● **WRITTEN EXERCISE**:
Reproduce, unchanged, the lines of the material below from the line with "Task: point to every instance of the mongolian" to the line with "[[502, 297]]", including both of those lines.

● **RECORD LIST**:
================

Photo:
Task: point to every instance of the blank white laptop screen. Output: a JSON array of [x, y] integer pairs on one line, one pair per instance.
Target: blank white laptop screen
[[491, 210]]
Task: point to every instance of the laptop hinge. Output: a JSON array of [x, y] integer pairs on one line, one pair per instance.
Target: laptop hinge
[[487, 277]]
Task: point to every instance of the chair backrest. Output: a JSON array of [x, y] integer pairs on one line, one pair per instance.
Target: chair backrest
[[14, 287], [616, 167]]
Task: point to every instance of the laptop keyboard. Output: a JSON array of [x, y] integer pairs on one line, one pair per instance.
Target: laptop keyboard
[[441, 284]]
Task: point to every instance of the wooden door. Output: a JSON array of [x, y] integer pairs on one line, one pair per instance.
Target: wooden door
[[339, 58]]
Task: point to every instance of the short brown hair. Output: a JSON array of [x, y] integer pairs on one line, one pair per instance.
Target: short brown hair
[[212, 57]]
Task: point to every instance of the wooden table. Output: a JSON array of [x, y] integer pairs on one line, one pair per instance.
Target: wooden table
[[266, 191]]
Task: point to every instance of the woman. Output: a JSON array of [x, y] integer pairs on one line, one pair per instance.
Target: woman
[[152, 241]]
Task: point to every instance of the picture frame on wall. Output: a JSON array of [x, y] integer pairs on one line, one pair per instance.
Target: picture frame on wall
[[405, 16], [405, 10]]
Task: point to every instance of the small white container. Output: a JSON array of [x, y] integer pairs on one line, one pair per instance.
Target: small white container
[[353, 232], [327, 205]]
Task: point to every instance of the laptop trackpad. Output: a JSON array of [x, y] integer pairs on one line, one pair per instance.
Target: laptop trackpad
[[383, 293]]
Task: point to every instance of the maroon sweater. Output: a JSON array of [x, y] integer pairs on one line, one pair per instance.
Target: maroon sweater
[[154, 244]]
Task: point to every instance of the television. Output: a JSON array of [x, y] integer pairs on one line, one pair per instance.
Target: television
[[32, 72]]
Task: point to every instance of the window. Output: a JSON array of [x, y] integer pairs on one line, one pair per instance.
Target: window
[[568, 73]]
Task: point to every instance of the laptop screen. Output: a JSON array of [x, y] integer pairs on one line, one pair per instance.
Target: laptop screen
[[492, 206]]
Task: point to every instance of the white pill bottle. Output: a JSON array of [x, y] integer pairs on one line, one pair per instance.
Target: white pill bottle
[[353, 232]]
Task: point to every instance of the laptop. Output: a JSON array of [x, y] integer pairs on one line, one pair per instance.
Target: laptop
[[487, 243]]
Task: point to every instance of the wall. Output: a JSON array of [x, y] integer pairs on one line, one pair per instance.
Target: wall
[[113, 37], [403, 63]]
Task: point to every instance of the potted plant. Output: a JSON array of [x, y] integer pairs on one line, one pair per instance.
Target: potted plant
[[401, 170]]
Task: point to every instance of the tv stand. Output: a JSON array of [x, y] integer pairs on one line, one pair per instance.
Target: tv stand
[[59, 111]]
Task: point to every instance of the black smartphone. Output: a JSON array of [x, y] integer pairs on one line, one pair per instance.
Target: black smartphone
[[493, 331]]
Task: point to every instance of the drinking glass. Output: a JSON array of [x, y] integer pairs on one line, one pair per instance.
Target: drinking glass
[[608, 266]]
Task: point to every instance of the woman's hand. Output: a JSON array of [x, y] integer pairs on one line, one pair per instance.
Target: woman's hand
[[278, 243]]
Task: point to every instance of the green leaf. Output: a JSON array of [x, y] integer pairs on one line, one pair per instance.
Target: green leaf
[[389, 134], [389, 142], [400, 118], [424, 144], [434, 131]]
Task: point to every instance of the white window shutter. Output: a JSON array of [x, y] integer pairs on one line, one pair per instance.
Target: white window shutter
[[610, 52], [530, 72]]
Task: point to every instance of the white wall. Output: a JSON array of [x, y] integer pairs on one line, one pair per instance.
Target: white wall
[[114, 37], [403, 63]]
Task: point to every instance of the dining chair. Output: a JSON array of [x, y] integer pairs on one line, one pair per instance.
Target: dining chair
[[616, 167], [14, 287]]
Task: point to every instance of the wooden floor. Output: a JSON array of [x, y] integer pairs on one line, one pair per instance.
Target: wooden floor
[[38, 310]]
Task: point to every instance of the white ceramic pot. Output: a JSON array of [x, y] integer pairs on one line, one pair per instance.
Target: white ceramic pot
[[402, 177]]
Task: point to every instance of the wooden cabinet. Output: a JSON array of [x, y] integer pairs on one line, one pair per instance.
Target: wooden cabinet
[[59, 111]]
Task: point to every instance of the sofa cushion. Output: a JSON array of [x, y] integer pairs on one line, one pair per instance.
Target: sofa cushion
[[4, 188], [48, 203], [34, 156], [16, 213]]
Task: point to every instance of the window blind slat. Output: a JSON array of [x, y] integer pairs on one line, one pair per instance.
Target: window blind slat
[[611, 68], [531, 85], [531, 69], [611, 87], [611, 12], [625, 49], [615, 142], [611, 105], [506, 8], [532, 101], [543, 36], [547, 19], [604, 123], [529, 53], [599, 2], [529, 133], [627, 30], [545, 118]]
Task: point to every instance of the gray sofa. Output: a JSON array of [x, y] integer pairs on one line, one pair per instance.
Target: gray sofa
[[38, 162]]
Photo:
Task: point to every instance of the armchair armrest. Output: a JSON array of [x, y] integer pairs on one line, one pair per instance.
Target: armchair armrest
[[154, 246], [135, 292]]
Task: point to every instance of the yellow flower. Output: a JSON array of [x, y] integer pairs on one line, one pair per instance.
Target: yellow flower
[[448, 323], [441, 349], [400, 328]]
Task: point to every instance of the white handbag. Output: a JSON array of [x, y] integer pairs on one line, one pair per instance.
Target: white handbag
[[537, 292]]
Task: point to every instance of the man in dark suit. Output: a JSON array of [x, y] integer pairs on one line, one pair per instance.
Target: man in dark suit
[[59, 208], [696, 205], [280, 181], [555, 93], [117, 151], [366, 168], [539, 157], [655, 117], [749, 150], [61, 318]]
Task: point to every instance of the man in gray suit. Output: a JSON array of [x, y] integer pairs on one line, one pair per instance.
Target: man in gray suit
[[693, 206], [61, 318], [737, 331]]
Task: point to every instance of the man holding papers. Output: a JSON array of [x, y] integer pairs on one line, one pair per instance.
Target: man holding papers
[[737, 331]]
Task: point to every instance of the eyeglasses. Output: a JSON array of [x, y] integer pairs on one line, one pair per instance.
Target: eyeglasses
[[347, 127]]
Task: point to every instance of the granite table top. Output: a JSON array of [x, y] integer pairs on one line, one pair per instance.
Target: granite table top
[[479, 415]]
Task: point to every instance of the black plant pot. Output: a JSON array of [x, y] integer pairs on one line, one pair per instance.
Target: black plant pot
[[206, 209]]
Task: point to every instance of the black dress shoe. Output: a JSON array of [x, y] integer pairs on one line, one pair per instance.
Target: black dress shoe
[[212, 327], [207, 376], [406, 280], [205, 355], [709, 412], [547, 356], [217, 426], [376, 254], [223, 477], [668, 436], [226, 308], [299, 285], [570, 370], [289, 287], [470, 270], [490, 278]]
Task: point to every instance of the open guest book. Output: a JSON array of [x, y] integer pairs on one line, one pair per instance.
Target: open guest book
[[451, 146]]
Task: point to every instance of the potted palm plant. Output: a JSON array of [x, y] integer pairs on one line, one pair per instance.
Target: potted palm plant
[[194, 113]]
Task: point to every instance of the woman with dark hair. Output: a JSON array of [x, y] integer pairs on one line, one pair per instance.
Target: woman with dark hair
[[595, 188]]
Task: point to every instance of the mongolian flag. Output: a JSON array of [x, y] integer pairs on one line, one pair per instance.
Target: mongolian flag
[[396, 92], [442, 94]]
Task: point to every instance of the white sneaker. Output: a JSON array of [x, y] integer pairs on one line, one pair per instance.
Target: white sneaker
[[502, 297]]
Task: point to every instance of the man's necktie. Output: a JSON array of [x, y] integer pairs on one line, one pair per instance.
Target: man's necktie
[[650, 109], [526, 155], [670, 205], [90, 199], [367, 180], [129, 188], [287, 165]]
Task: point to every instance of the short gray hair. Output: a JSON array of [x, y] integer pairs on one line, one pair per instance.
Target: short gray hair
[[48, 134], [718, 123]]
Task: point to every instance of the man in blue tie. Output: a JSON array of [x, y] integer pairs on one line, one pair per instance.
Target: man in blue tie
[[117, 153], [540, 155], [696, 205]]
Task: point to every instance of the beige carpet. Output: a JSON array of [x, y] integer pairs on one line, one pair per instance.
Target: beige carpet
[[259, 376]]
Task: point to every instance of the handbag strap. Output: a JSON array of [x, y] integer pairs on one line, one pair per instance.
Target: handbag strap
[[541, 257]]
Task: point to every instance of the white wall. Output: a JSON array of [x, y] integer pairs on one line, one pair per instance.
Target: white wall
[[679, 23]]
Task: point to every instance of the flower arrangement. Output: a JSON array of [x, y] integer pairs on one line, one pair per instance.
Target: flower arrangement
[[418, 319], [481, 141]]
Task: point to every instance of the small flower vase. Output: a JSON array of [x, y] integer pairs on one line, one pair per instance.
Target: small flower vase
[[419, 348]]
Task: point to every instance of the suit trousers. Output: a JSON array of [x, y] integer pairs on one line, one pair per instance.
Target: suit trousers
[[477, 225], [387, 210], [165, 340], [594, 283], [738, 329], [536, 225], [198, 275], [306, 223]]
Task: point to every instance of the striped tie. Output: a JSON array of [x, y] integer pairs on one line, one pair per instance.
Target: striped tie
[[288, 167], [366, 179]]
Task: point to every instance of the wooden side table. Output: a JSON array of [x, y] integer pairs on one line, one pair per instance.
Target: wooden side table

================

● **ANSWER TO THIS TASK**:
Task: point to every instance of the mongolian flag. Output: a JSON array of [x, y] integer pairs on one line, one pair per instance.
Target: mongolian flag
[[396, 92], [442, 94]]
Task: point to every instance of the white sneaker. Output: a JSON array of [x, y] integer pairs on one line, one pair per instance.
Target: white sneaker
[[502, 297]]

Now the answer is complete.